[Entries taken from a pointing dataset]
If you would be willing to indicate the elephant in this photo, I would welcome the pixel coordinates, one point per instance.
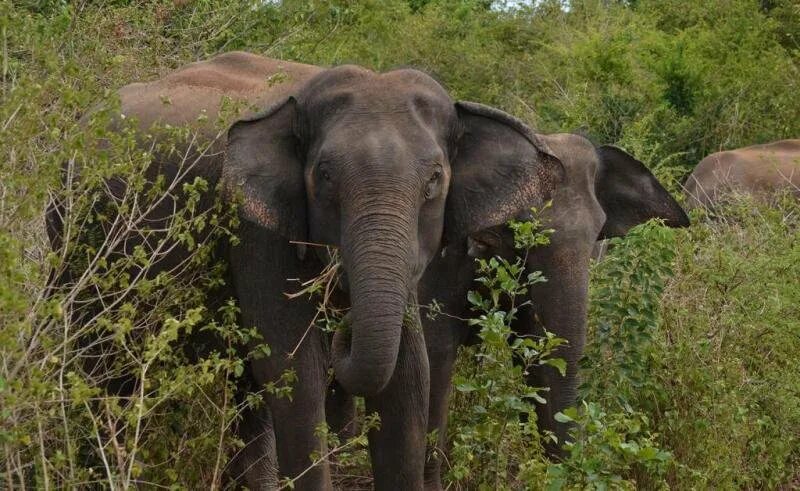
(757, 170)
(605, 192)
(361, 161)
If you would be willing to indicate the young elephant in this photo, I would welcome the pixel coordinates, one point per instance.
(362, 161)
(605, 192)
(758, 169)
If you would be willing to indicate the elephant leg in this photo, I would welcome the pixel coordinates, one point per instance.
(256, 464)
(442, 339)
(560, 306)
(260, 269)
(441, 375)
(340, 411)
(397, 449)
(296, 435)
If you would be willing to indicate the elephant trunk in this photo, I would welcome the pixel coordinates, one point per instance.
(377, 246)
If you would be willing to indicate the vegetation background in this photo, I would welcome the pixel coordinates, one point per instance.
(691, 376)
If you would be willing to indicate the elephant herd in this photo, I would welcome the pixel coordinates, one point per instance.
(409, 186)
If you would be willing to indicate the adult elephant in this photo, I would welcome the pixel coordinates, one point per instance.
(362, 161)
(757, 170)
(605, 192)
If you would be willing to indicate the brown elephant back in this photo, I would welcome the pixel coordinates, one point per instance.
(758, 170)
(182, 96)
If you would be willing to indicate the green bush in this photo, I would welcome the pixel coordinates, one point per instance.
(729, 350)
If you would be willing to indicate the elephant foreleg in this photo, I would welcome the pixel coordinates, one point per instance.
(256, 463)
(560, 306)
(397, 449)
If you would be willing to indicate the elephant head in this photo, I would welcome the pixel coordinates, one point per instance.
(630, 194)
(363, 161)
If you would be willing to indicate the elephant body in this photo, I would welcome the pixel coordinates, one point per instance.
(604, 193)
(757, 170)
(357, 160)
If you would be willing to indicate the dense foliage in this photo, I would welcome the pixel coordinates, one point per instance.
(690, 376)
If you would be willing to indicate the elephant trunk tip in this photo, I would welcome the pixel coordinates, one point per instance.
(350, 373)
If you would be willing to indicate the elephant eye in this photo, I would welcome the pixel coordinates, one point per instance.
(323, 172)
(433, 185)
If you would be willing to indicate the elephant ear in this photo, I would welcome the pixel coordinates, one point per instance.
(630, 194)
(262, 166)
(500, 170)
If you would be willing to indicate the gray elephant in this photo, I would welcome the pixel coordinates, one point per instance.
(362, 161)
(757, 170)
(605, 192)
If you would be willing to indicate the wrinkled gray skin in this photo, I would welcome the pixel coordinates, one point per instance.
(362, 161)
(757, 170)
(605, 192)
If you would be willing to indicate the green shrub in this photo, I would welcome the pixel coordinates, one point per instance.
(729, 350)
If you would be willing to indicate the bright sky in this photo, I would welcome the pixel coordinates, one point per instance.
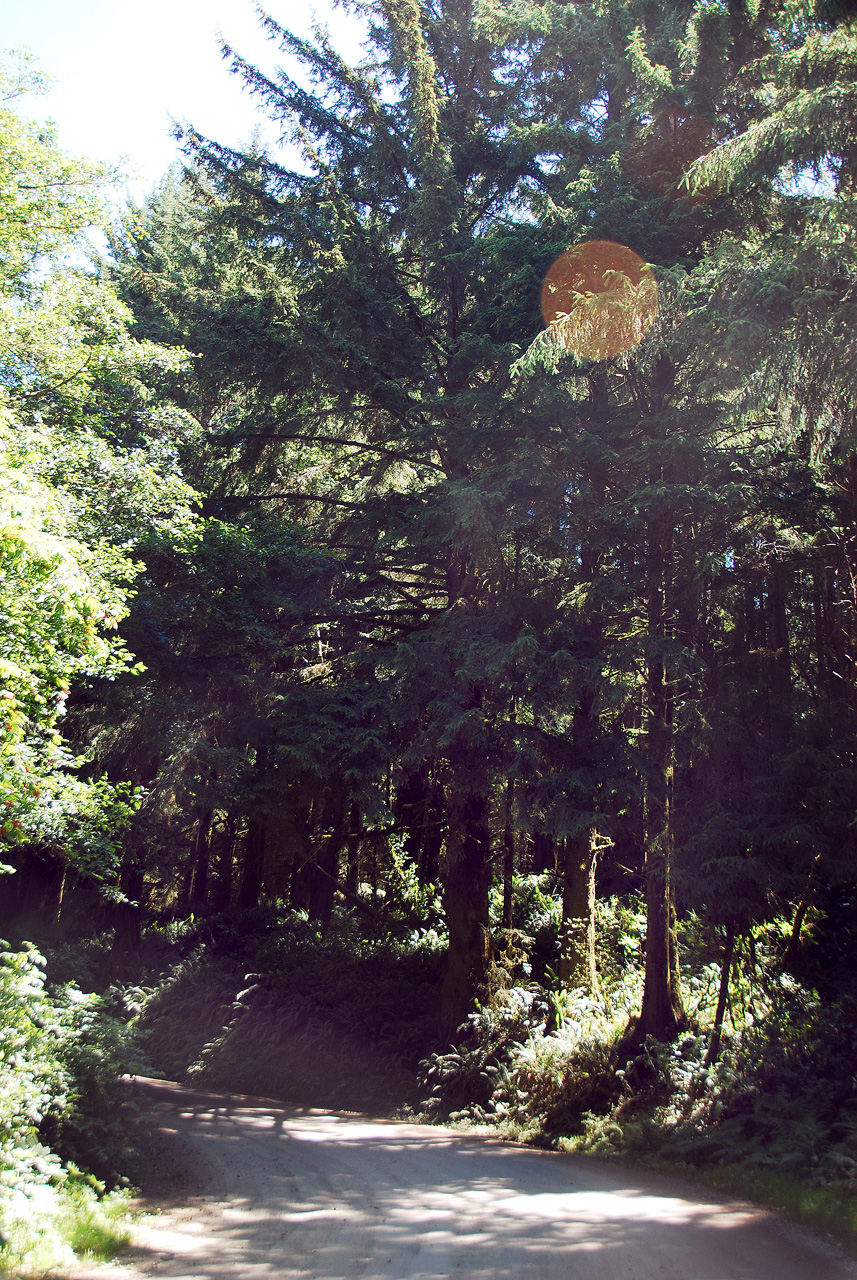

■ Aim
Transcribe the entire listing above word for word, keeping every line except the pictures, which should be left out.

■ Response to this task
If you would be willing to indicate the elephant in this photo, I would welcome the pixel coordinates, one point per instance.
(757, 170)
(605, 192)
(361, 161)
If you would be willing to indicate the young elephant in this photo, I would welcome the pixel coordinates, one point per instance.
(362, 161)
(605, 192)
(758, 169)
If you would be willing to indicate the elephant leg in this photo, I would welcome the pixel coordinates, one point per instance.
(256, 464)
(442, 339)
(560, 306)
(260, 269)
(441, 375)
(340, 411)
(397, 449)
(296, 435)
If you would be willing to indicate the elephant trunk in this photo, I would welcome the pixel coordinates, one point per instance.
(377, 246)
If you would be willing to indicate the vegetation background in this photo, I would welcome the pixel coordinates, one point per instance.
(691, 376)
If you would be willing to indicate the elephant herd in this photo, I would welcome the pixel coordinates, one point per instance.
(409, 186)
If you would be willing to indicate the adult elephant in this photo, I would welcome the pixel coordinates, one point per instance.
(362, 161)
(757, 170)
(605, 192)
If you would be willing to indicate the brown elephant back in this photo, I would welcome the pixel coordinates, one point per instance.
(758, 170)
(182, 96)
If you would be willing to indicate the green bush in this photo, I would welcome the pixel coordinates, one point per instance.
(729, 350)
If you would be willing to indicate the elephant foreleg in this photo, I would welcome the pixel coordinates, one point per instance.
(256, 463)
(560, 306)
(397, 449)
If you would be willing to indicate the elephant head in this photo, I would welcome the pixel coordinates, one point per instance.
(630, 194)
(363, 161)
If you would be willing to indicate the elephant body in this photo, I would welcome the pixel coordinates, one point per instance.
(604, 193)
(757, 170)
(357, 160)
If you would be willing to indicate the dense foliage in this photo, I would welcome the pixel coordinates, one point per instance.
(690, 376)
If you would be willing to indicate the elephant trunk tip in this photo, I would welcome the pixel coordinates, one point per instance.
(350, 373)
If you would be willing to indicate the elephant eye in this photo, I would welcome the pixel coordinates, one point per instance.
(323, 172)
(433, 185)
If you would be willing to indicate the elephant ear in this photo, I would welcome the pixel coordinates, one point per instance.
(630, 194)
(262, 166)
(500, 170)
If you would be willing to indicate the gray elephant in this photo, I would welcome the pixel coordinates, one point per instance.
(362, 161)
(757, 170)
(605, 192)
If you would be willing to indicate the wrinkled gray skin in this photo, I would welcome the pixel coordinates, one point per instance.
(362, 161)
(757, 170)
(605, 192)
If you would be willing to indicate the green shrub in this photo, I would welcome the pixel coordinates, one point per instance.
(729, 350)
If you would be willing to indicate the bright sky in this photo, I would welcome the pixel coordinates, one point per instance.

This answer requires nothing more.